### Task to carry out
Transcribe, word for word, only the lines from the one containing "the white motorcycle" through the end of the material below. Pictures stay out.

### Raw data
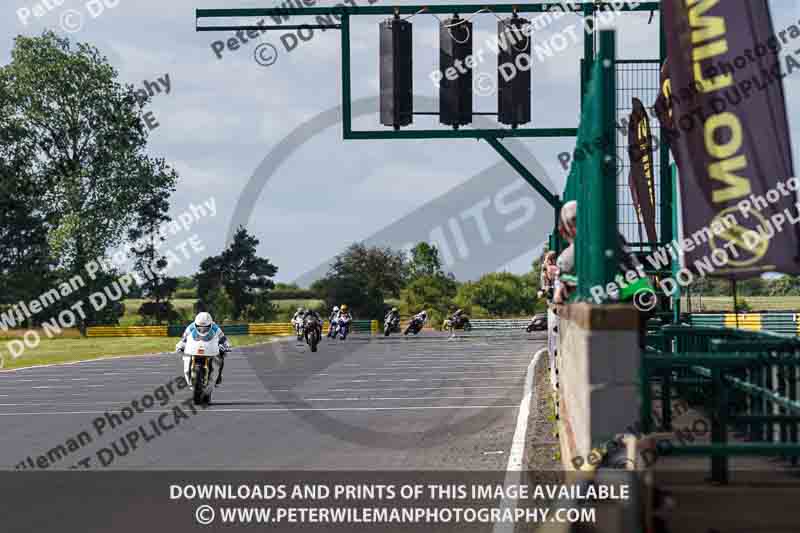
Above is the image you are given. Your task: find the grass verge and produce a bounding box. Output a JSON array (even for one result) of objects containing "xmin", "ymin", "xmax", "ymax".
[{"xmin": 0, "ymin": 334, "xmax": 277, "ymax": 371}]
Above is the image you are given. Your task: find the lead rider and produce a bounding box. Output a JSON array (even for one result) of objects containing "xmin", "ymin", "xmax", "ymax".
[{"xmin": 176, "ymin": 312, "xmax": 231, "ymax": 387}]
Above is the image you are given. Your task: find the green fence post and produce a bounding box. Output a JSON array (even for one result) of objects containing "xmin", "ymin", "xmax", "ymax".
[
  {"xmin": 711, "ymin": 366, "xmax": 729, "ymax": 484},
  {"xmin": 641, "ymin": 359, "xmax": 652, "ymax": 434},
  {"xmin": 581, "ymin": 30, "xmax": 618, "ymax": 299},
  {"xmin": 670, "ymin": 164, "xmax": 681, "ymax": 323}
]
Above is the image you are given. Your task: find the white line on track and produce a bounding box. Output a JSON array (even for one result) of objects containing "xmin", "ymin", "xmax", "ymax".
[
  {"xmin": 493, "ymin": 347, "xmax": 546, "ymax": 533},
  {"xmin": 0, "ymin": 395, "xmax": 511, "ymax": 407},
  {"xmin": 0, "ymin": 405, "xmax": 519, "ymax": 416},
  {"xmin": 367, "ymin": 377, "xmax": 523, "ymax": 382}
]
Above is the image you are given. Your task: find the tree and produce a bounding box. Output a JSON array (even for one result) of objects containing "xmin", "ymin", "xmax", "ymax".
[
  {"xmin": 195, "ymin": 227, "xmax": 278, "ymax": 320},
  {"xmin": 314, "ymin": 243, "xmax": 408, "ymax": 318},
  {"xmin": 456, "ymin": 272, "xmax": 540, "ymax": 317},
  {"xmin": 195, "ymin": 287, "xmax": 235, "ymax": 323},
  {"xmin": 400, "ymin": 274, "xmax": 458, "ymax": 327},
  {"xmin": 1, "ymin": 32, "xmax": 178, "ymax": 332},
  {"xmin": 767, "ymin": 275, "xmax": 800, "ymax": 296},
  {"xmin": 127, "ymin": 162, "xmax": 179, "ymax": 324},
  {"xmin": 400, "ymin": 243, "xmax": 457, "ymax": 326},
  {"xmin": 0, "ymin": 76, "xmax": 53, "ymax": 325},
  {"xmin": 408, "ymin": 242, "xmax": 443, "ymax": 279}
]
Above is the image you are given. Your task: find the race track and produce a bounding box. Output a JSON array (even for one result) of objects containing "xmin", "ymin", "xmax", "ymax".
[{"xmin": 0, "ymin": 332, "xmax": 547, "ymax": 471}]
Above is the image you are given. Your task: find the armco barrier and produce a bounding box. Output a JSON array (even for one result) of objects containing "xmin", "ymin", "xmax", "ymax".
[
  {"xmin": 0, "ymin": 328, "xmax": 81, "ymax": 339},
  {"xmin": 689, "ymin": 313, "xmax": 799, "ymax": 336},
  {"xmin": 470, "ymin": 319, "xmax": 530, "ymax": 330},
  {"xmin": 86, "ymin": 326, "xmax": 168, "ymax": 337},
  {"xmin": 86, "ymin": 319, "xmax": 450, "ymax": 337}
]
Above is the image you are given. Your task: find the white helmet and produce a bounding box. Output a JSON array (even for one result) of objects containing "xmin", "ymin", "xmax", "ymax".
[
  {"xmin": 195, "ymin": 312, "xmax": 213, "ymax": 334},
  {"xmin": 333, "ymin": 306, "xmax": 339, "ymax": 312},
  {"xmin": 420, "ymin": 310, "xmax": 427, "ymax": 318}
]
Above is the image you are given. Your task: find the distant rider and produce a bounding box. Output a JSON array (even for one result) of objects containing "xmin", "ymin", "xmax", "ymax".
[
  {"xmin": 292, "ymin": 307, "xmax": 305, "ymax": 335},
  {"xmin": 385, "ymin": 307, "xmax": 400, "ymax": 325},
  {"xmin": 175, "ymin": 312, "xmax": 231, "ymax": 386},
  {"xmin": 448, "ymin": 309, "xmax": 466, "ymax": 338},
  {"xmin": 413, "ymin": 310, "xmax": 428, "ymax": 325},
  {"xmin": 338, "ymin": 304, "xmax": 353, "ymax": 336},
  {"xmin": 327, "ymin": 306, "xmax": 340, "ymax": 338},
  {"xmin": 303, "ymin": 308, "xmax": 323, "ymax": 338}
]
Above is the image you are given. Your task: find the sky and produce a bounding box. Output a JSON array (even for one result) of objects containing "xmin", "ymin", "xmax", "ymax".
[{"xmin": 3, "ymin": 0, "xmax": 799, "ymax": 285}]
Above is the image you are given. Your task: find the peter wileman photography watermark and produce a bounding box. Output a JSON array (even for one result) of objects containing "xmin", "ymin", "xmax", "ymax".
[
  {"xmin": 430, "ymin": 0, "xmax": 643, "ymax": 96},
  {"xmin": 0, "ymin": 198, "xmax": 217, "ymax": 369},
  {"xmin": 14, "ymin": 375, "xmax": 204, "ymax": 469},
  {"xmin": 209, "ymin": 0, "xmax": 380, "ymax": 68},
  {"xmin": 16, "ymin": 0, "xmax": 123, "ymax": 34},
  {"xmin": 134, "ymin": 73, "xmax": 172, "ymax": 132},
  {"xmin": 592, "ymin": 176, "xmax": 800, "ymax": 311},
  {"xmin": 556, "ymin": 14, "xmax": 800, "ymax": 171},
  {"xmin": 570, "ymin": 396, "xmax": 706, "ymax": 470},
  {"xmin": 228, "ymin": 95, "xmax": 555, "ymax": 449}
]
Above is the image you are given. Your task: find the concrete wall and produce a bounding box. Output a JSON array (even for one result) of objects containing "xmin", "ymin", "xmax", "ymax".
[{"xmin": 555, "ymin": 303, "xmax": 640, "ymax": 463}]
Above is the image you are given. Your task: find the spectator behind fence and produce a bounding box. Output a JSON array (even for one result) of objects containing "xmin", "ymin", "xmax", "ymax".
[
  {"xmin": 551, "ymin": 200, "xmax": 656, "ymax": 347},
  {"xmin": 553, "ymin": 201, "xmax": 577, "ymax": 304},
  {"xmin": 538, "ymin": 251, "xmax": 558, "ymax": 301}
]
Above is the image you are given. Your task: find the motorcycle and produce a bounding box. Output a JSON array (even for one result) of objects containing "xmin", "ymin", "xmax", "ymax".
[
  {"xmin": 443, "ymin": 315, "xmax": 472, "ymax": 334},
  {"xmin": 526, "ymin": 314, "xmax": 547, "ymax": 332},
  {"xmin": 293, "ymin": 317, "xmax": 304, "ymax": 341},
  {"xmin": 327, "ymin": 318, "xmax": 339, "ymax": 338},
  {"xmin": 384, "ymin": 315, "xmax": 401, "ymax": 336},
  {"xmin": 404, "ymin": 316, "xmax": 424, "ymax": 336},
  {"xmin": 304, "ymin": 315, "xmax": 321, "ymax": 352},
  {"xmin": 181, "ymin": 333, "xmax": 227, "ymax": 406},
  {"xmin": 338, "ymin": 315, "xmax": 351, "ymax": 340}
]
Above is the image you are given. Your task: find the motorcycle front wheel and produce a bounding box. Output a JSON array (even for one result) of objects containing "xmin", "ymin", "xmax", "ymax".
[
  {"xmin": 193, "ymin": 362, "xmax": 206, "ymax": 405},
  {"xmin": 309, "ymin": 330, "xmax": 319, "ymax": 352}
]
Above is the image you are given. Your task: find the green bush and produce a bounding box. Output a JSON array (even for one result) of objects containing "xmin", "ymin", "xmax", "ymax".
[
  {"xmin": 173, "ymin": 288, "xmax": 197, "ymax": 299},
  {"xmin": 269, "ymin": 289, "xmax": 319, "ymax": 300}
]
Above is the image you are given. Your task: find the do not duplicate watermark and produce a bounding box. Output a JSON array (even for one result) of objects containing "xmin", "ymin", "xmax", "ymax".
[{"xmin": 17, "ymin": 0, "xmax": 124, "ymax": 34}]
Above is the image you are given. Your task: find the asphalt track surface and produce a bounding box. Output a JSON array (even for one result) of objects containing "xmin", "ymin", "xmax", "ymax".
[{"xmin": 0, "ymin": 331, "xmax": 546, "ymax": 471}]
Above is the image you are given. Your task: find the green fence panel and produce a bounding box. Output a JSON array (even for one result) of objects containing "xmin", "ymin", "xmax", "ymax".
[
  {"xmin": 689, "ymin": 313, "xmax": 799, "ymax": 336},
  {"xmin": 689, "ymin": 314, "xmax": 725, "ymax": 328},
  {"xmin": 167, "ymin": 324, "xmax": 250, "ymax": 336},
  {"xmin": 223, "ymin": 324, "xmax": 249, "ymax": 336},
  {"xmin": 351, "ymin": 320, "xmax": 373, "ymax": 333},
  {"xmin": 762, "ymin": 313, "xmax": 797, "ymax": 336}
]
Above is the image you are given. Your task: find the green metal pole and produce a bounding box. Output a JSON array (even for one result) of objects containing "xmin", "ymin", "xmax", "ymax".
[
  {"xmin": 671, "ymin": 164, "xmax": 681, "ymax": 323},
  {"xmin": 553, "ymin": 194, "xmax": 562, "ymax": 255},
  {"xmin": 711, "ymin": 367, "xmax": 730, "ymax": 484},
  {"xmin": 582, "ymin": 3, "xmax": 594, "ymax": 101},
  {"xmin": 341, "ymin": 14, "xmax": 352, "ymax": 138},
  {"xmin": 582, "ymin": 30, "xmax": 618, "ymax": 299},
  {"xmin": 484, "ymin": 137, "xmax": 561, "ymax": 209}
]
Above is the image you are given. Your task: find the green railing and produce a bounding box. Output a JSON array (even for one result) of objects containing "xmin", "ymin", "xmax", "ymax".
[
  {"xmin": 641, "ymin": 325, "xmax": 800, "ymax": 483},
  {"xmin": 561, "ymin": 31, "xmax": 619, "ymax": 299}
]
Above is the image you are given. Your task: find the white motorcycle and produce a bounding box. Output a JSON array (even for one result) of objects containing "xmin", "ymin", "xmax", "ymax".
[
  {"xmin": 181, "ymin": 334, "xmax": 227, "ymax": 406},
  {"xmin": 292, "ymin": 317, "xmax": 304, "ymax": 340}
]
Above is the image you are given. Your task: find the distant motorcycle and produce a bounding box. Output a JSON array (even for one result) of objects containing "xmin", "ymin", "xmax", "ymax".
[
  {"xmin": 404, "ymin": 316, "xmax": 424, "ymax": 336},
  {"xmin": 526, "ymin": 314, "xmax": 547, "ymax": 332},
  {"xmin": 293, "ymin": 318, "xmax": 304, "ymax": 341},
  {"xmin": 338, "ymin": 315, "xmax": 352, "ymax": 340},
  {"xmin": 304, "ymin": 316, "xmax": 321, "ymax": 352},
  {"xmin": 384, "ymin": 315, "xmax": 401, "ymax": 337},
  {"xmin": 181, "ymin": 334, "xmax": 228, "ymax": 406},
  {"xmin": 327, "ymin": 319, "xmax": 339, "ymax": 338},
  {"xmin": 443, "ymin": 315, "xmax": 472, "ymax": 334}
]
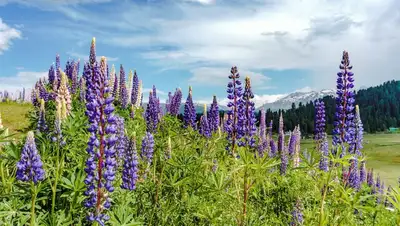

### Exercise answer
Above is the image you are given. Your task: find the white motorcycle and produce a bounding box. Output a JSON array (even for one result) of objects containing "xmin", "ymin", "xmax", "ymax".
[
  {"xmin": 181, "ymin": 334, "xmax": 227, "ymax": 406},
  {"xmin": 292, "ymin": 317, "xmax": 304, "ymax": 340}
]
Above is the image you are given. Your task: find the distant motorcycle and produce a bounding box. Output a JSON array (even for one result) of objects containing "xmin", "ymin", "xmax", "ymax".
[
  {"xmin": 404, "ymin": 316, "xmax": 424, "ymax": 336},
  {"xmin": 526, "ymin": 314, "xmax": 547, "ymax": 332},
  {"xmin": 293, "ymin": 318, "xmax": 304, "ymax": 341},
  {"xmin": 338, "ymin": 315, "xmax": 352, "ymax": 340},
  {"xmin": 304, "ymin": 316, "xmax": 321, "ymax": 352},
  {"xmin": 384, "ymin": 315, "xmax": 401, "ymax": 337},
  {"xmin": 181, "ymin": 334, "xmax": 228, "ymax": 406},
  {"xmin": 327, "ymin": 319, "xmax": 339, "ymax": 338},
  {"xmin": 443, "ymin": 315, "xmax": 472, "ymax": 334}
]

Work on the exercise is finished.